• **Excerpted text**
It’s been a couple of weeks since my first experience as a runner and still dream about it, it’s been the best experience in my life.
I use to work with Sean AKA Monty Ryan in a big project for Crossrail . He told me about his hobby as a ultra runner last year. I wasn’t interested at the time. But, this year he pushed me to do it. I was scared, I thought “how can I run 80 k when I never run in my life even a mile?
I start to train myself and after a month I told Sean, I signed up for the flat 50 miles.
It took me a month to love it, I felt so challenged and day after day I wanted to do it more and more.
This experience has changed my life, even if I look like a happy person I still fight with mental health. Going out and train myself for this ultramarathon makes me understand how important is to give yourself a bit of time. To clear my mind. Running /walking makes me discover a beautiful place around where I live, a beautiful nature that surrounds me and such a Peace.
It’s the big day, 18th of May 2019. So exciting to meet everyone there, especially Sean, Dean and Lauragh people I had a chat and fun with regarding my English and my question about this race ?
Soon we left the Start line we follow the map, I seen people ahead and behind me for a while, after 30 min was just me, I get connected with everything surrounds me, a beautiful path along the canal in Taunton. Beautiful people all the way until Minehead, people who were happy for us and encourage all the runners.
Nice farms with sheep, cows, horses, I felt like I was born again and completely forgot about the race. After 3 h ish, I get lost and I’ve met Sean and we continue the race together for a while. I was so happy and just realized we are running from 8 h, so happy that I didn’t feel any pain just happiness. Time is flying I just realized 11 h is gone we had left 3 h to finish, a bit selfish maybe but I wanted to finish before 14 h.
I left Sean and continued by myself, the last 5 miles was hardest than the other 45 miles, I start to feel the pain, the hungry and seen the time running, scared that I will not be able to finish.

• **Records**

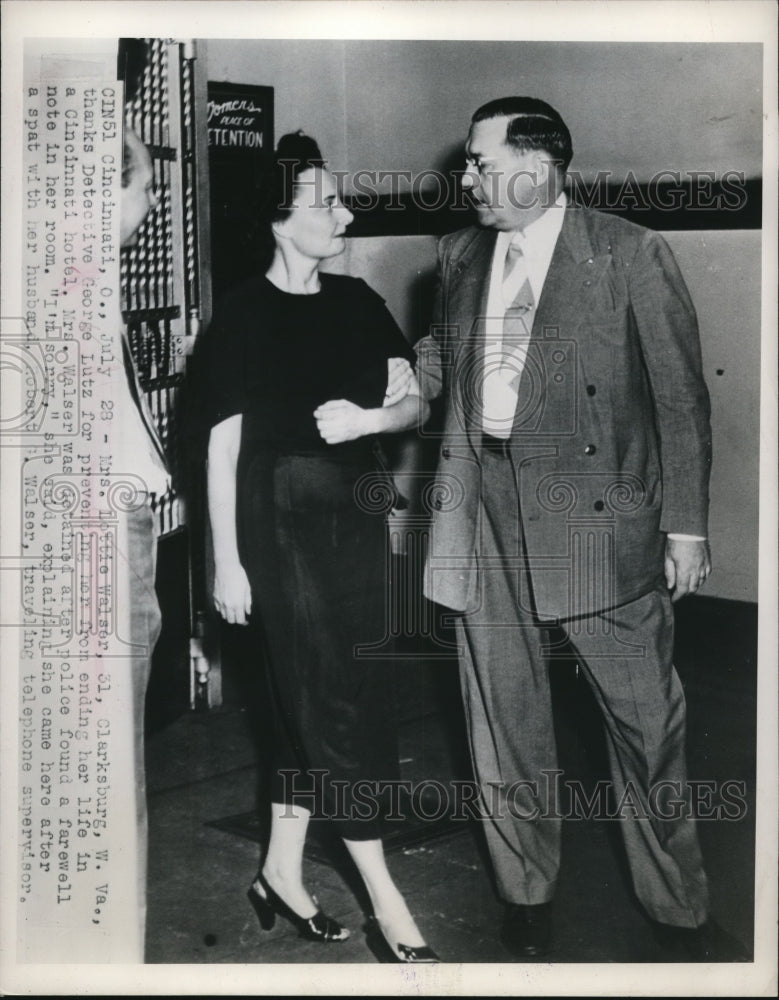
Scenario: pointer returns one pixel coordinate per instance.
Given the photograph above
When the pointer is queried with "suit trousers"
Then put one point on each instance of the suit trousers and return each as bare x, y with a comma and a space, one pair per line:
145, 626
626, 656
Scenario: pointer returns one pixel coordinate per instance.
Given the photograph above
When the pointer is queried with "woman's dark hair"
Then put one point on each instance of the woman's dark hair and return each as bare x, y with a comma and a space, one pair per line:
534, 124
295, 153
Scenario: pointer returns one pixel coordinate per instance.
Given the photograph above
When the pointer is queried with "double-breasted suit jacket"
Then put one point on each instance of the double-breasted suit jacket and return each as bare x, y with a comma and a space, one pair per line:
611, 441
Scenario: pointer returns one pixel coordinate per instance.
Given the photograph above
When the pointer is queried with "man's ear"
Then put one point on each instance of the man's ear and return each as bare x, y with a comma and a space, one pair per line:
542, 167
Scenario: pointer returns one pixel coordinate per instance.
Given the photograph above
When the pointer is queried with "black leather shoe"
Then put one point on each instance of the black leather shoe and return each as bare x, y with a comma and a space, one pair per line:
707, 943
527, 930
267, 903
385, 952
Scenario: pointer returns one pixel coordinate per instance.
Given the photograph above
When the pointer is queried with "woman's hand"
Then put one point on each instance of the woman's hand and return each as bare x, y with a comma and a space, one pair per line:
232, 593
399, 378
339, 420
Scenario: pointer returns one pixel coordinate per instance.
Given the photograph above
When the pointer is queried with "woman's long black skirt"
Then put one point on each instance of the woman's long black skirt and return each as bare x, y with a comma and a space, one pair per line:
312, 536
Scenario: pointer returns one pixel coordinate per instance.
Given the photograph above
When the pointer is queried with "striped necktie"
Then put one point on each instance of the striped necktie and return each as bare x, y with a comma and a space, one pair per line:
518, 319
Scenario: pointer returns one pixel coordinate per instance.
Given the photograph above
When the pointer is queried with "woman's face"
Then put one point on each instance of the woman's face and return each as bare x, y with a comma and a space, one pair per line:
317, 222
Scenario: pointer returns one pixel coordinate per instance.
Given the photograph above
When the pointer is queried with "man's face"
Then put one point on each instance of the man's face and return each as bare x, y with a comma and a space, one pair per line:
501, 182
139, 197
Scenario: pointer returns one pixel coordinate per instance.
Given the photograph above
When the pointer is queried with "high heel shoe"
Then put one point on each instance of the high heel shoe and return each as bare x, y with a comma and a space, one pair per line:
267, 903
385, 952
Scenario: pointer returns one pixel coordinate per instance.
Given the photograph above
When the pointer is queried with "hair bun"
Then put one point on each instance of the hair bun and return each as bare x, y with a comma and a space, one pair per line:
298, 146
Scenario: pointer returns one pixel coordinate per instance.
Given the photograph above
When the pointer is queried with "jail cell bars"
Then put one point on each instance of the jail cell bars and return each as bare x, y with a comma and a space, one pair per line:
161, 294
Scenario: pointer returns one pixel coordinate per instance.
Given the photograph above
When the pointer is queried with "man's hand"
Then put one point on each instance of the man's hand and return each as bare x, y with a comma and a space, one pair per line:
232, 594
687, 566
399, 377
339, 420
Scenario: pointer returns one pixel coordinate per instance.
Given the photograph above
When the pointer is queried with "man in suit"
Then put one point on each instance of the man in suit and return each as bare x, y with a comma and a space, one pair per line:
572, 491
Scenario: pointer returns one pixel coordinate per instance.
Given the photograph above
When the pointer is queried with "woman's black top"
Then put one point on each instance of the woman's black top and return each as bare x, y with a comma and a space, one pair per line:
275, 357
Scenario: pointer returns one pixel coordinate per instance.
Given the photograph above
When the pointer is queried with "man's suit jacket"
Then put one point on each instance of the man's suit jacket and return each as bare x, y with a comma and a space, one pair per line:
611, 441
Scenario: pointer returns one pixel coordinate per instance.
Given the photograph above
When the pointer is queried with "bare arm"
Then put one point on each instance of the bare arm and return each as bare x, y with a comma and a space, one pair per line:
232, 593
339, 420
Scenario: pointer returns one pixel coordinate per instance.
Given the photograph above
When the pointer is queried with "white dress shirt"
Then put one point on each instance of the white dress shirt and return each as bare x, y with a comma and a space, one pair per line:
537, 241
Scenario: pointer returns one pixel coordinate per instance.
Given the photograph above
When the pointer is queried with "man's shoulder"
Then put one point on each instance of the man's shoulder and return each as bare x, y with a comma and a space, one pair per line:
455, 244
610, 231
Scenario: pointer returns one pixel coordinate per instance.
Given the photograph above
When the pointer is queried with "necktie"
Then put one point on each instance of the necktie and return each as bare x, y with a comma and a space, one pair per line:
518, 319
137, 394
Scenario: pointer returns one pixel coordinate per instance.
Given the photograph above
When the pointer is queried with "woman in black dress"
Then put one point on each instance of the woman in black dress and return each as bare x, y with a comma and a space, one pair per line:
304, 370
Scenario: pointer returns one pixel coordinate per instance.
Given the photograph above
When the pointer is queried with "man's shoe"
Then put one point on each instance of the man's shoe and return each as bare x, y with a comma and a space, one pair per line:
707, 943
527, 930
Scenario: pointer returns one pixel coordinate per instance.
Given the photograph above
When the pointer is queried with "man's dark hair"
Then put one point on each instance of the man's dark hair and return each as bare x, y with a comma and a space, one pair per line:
534, 124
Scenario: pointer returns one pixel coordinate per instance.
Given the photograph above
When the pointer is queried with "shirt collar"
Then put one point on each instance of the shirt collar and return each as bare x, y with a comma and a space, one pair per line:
542, 233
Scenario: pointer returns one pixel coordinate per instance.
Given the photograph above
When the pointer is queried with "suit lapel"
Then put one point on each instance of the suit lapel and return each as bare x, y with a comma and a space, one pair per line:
573, 275
573, 271
470, 283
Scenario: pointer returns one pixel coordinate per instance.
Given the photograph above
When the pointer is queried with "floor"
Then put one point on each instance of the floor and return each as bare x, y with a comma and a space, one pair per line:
204, 766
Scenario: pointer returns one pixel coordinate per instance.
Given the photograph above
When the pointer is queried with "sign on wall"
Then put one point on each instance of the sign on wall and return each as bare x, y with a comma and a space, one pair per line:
240, 138
240, 117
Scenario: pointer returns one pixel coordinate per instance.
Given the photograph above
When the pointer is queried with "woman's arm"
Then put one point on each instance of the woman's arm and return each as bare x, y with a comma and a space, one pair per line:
232, 593
339, 420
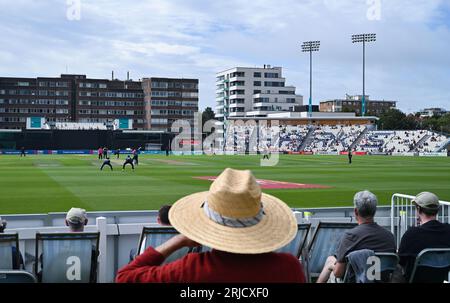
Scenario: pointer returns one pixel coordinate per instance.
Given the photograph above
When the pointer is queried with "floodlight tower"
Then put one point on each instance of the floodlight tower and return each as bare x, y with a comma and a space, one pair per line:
358, 39
310, 46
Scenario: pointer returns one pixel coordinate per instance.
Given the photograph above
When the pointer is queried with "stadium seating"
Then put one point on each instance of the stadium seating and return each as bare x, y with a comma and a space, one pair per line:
329, 139
433, 142
155, 236
119, 232
335, 138
80, 126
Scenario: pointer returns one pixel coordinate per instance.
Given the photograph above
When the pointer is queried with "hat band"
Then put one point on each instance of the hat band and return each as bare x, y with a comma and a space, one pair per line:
232, 222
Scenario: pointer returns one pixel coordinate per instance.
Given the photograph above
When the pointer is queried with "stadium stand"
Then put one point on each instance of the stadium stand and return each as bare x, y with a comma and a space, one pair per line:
155, 236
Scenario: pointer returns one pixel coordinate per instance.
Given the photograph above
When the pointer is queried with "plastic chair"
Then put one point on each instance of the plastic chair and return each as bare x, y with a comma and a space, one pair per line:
16, 276
66, 257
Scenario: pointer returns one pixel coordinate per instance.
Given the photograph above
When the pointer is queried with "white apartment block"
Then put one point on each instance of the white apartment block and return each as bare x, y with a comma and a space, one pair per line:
253, 92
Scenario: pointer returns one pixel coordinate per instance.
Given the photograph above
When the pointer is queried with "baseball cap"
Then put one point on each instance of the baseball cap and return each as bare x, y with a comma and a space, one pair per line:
426, 200
76, 215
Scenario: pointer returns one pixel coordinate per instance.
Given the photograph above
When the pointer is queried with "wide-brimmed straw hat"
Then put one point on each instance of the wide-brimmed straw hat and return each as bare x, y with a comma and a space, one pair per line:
234, 216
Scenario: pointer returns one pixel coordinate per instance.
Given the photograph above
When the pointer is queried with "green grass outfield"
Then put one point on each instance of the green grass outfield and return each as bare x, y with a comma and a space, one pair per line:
51, 183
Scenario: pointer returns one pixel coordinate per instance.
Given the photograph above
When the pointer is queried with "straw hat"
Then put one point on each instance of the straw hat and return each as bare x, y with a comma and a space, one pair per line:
234, 216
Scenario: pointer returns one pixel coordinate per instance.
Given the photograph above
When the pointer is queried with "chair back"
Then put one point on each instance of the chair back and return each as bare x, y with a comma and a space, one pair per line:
155, 236
324, 244
67, 257
296, 245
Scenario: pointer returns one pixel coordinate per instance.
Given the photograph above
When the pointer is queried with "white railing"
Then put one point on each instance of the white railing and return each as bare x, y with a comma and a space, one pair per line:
403, 212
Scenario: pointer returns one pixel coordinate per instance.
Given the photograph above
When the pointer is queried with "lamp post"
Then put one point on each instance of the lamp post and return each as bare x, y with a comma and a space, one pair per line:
310, 46
358, 39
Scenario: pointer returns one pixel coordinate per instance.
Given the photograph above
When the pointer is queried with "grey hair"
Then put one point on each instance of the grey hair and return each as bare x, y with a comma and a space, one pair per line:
366, 204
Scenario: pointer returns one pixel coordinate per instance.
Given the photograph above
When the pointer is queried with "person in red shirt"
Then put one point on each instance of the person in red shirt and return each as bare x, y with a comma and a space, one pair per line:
242, 226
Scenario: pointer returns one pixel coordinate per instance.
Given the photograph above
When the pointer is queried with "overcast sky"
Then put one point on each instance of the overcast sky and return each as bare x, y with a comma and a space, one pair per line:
409, 62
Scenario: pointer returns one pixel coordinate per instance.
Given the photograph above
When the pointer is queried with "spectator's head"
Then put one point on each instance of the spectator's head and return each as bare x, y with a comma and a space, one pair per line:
235, 216
2, 225
163, 215
76, 219
365, 206
427, 206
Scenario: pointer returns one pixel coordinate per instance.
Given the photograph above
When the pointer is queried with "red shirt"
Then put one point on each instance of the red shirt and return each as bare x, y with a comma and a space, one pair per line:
213, 267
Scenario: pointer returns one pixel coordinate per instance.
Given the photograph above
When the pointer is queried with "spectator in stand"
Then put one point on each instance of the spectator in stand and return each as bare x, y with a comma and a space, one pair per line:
367, 235
16, 255
430, 233
242, 225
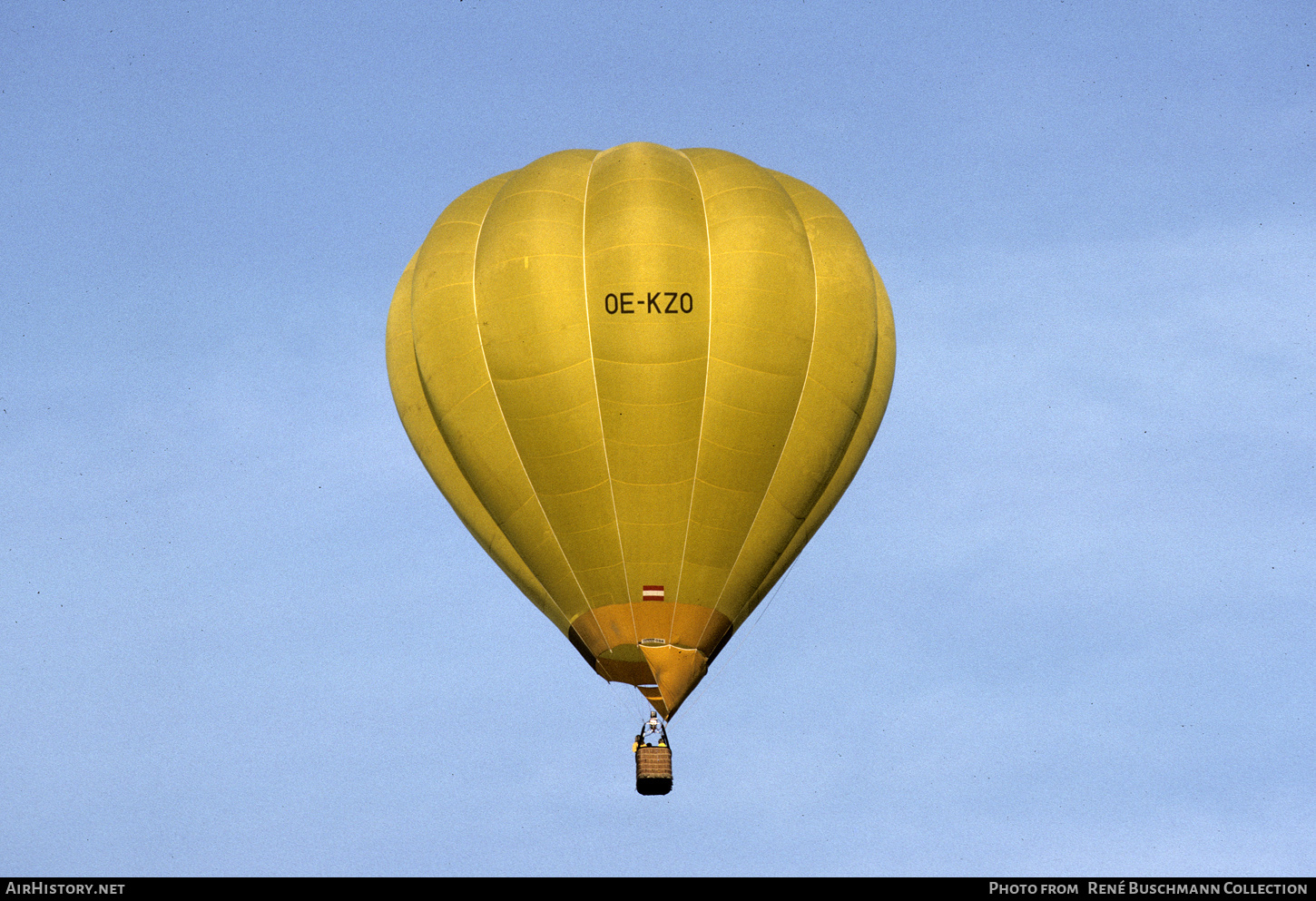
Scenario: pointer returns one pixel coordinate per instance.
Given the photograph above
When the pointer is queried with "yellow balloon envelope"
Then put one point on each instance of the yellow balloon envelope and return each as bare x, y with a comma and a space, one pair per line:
643, 377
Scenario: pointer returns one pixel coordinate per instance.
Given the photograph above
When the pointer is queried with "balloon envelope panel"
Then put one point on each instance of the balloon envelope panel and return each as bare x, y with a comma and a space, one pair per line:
643, 377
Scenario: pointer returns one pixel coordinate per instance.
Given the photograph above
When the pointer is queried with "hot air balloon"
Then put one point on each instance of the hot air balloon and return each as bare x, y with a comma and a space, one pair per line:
643, 377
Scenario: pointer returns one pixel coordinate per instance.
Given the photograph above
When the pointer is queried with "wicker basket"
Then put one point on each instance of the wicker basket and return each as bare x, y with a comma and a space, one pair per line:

• **Task list**
a – Render the following sentence from the ultramarathon account into Spanish: "It took me a month to love it, I felt so challenged and day after day I wanted to do it more and more."
b – Rewrite the portion of the ultramarathon account between "It took me a" and "such a Peace.", inclusive, substituting "anxiety" for "mental health".

• **The answers**
a – Tardé un mes en que me encantara; lo sentí como un gran desafío y, día tras día, quería hacerlo cada vez más.

b –
It took me a month to love it, I felt so challenged and day after day I wanted to do it more and more.
This experience has changed my life, even if I look like a happy person I still fight with anxiety. Going out and train myself for this ultramarathon makes me understand how important is to give yourself a bit of time. To clear my mind. Running /walking makes me discover a beautiful place around where I live, a beautiful nature that surrounds me and such a Peace.